STUDY MATERIAL: Begin

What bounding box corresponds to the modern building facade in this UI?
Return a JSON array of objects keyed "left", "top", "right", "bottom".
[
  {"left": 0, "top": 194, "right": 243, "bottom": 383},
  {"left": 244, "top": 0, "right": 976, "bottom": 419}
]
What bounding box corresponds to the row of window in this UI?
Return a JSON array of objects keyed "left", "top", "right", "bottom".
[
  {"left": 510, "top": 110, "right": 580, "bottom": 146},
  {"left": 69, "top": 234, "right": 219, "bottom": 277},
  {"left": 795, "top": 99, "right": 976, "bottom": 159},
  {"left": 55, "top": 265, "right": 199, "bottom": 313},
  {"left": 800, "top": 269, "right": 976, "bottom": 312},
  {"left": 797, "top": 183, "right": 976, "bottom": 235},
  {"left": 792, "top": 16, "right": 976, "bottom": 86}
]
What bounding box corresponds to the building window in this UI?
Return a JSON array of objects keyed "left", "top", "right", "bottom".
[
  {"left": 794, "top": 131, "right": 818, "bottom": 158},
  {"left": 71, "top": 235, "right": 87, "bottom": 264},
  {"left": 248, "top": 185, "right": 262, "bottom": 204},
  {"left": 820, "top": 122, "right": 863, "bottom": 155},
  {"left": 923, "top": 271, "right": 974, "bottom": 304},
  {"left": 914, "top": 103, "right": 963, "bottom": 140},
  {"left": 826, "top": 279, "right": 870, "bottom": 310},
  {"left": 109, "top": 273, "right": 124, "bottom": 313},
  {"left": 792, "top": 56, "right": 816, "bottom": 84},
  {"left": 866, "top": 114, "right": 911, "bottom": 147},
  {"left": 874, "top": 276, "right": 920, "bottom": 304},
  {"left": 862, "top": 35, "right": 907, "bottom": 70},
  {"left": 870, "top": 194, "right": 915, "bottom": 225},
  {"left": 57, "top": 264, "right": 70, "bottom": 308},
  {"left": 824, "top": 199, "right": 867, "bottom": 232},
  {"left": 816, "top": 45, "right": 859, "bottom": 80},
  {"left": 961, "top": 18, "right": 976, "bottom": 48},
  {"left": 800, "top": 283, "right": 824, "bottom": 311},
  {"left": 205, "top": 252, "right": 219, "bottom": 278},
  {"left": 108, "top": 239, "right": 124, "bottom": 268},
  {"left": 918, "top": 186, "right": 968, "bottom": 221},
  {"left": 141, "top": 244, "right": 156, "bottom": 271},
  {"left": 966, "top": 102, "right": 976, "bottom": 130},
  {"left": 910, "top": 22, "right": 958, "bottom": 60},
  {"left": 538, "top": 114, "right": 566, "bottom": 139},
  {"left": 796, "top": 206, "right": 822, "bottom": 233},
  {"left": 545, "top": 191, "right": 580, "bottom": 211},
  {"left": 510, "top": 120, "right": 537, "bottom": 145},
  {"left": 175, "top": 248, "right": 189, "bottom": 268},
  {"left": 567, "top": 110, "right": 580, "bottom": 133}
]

STUDY MATERIAL: End

WHAT TO DO » Using the records above, select and copy every line that has the word "building".

TASK OUTPUT »
What bounding box corresponds to the modern building facade in this UI?
What bounding box corresponds to the building window in this UI?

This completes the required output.